Melissa McNamara Luellen (born May 25, 1966) is the head women's golf coach for Auburn University, and a former American professional golfer who played on the LPGA Tour.

Career
McNamara was born in Tulsa, Oklahoma. She played college golf at the University of Tulsa where her mother, Dale, was the head coach and was a member of the Chi Omega fraternity. She helped her team win the 1988 NCAA Women's Division I Championship and she won the individual title. These titles were later vacated by the NCAA due to rules violations by the track and field team.

McNamara turned professional in 1988 and played on the Futures Tour and Ladies European Tour in 1988 and 1989. She joined the LPGA Tour in 1990. She won once on the LPGA Tour in 1991.

################

SHORT EXERCISE: Rewrite the paragraph of the passage about Melissa McNamara Luellen that begins "McNamara turned professional" as a short bulleted list, keeping its main facts.

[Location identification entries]

################

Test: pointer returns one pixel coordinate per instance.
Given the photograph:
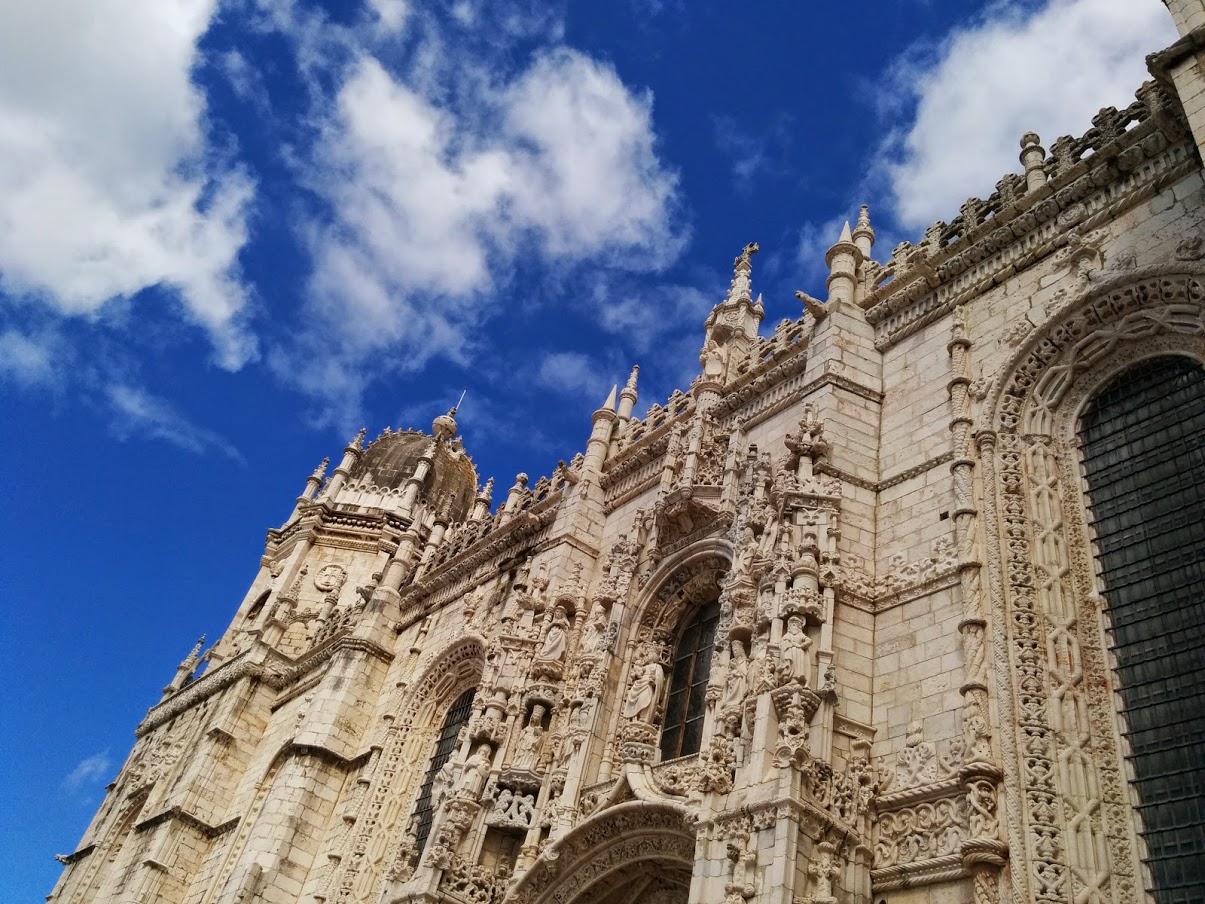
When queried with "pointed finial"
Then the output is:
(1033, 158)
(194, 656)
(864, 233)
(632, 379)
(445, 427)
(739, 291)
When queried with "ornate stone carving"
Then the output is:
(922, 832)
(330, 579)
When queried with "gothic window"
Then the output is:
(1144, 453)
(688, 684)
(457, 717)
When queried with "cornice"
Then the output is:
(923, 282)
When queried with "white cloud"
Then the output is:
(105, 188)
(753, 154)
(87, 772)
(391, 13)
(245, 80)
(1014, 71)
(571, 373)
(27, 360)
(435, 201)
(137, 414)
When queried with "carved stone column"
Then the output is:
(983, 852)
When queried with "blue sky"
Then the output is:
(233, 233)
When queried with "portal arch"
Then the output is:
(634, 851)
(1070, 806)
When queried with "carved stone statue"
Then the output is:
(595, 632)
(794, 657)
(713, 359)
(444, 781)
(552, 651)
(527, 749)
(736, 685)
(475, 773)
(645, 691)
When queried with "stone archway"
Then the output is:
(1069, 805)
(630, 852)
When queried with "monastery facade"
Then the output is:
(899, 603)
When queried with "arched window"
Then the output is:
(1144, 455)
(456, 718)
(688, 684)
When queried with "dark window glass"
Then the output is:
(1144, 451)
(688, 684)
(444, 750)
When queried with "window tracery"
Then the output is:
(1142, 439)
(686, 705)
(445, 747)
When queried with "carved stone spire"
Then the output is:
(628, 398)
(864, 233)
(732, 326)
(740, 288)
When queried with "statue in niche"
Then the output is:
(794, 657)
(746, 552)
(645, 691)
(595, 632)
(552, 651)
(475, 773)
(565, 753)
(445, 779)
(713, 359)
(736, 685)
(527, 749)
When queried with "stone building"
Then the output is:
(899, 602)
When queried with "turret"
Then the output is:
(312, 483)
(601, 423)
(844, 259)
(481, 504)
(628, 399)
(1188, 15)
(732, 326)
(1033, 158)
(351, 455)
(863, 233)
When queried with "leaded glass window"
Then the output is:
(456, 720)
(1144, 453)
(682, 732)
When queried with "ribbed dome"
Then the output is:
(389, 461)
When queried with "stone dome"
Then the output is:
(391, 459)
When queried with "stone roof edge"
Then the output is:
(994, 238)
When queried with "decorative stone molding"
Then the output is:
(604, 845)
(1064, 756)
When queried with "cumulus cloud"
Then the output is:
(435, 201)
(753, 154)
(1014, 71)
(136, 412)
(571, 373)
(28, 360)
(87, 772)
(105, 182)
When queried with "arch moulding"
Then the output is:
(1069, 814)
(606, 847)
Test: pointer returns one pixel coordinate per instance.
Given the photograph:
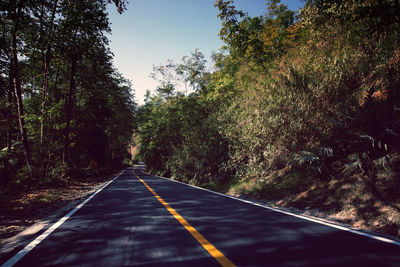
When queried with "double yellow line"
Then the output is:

################

TASK OUTPUT:
- Turned professional in 1988
- Played on the Futures Tour and the Ladies European Tour in 1988 and 1989
- Joined the LPGA Tour in 1990
- Won once on the LPGA Tour in 1991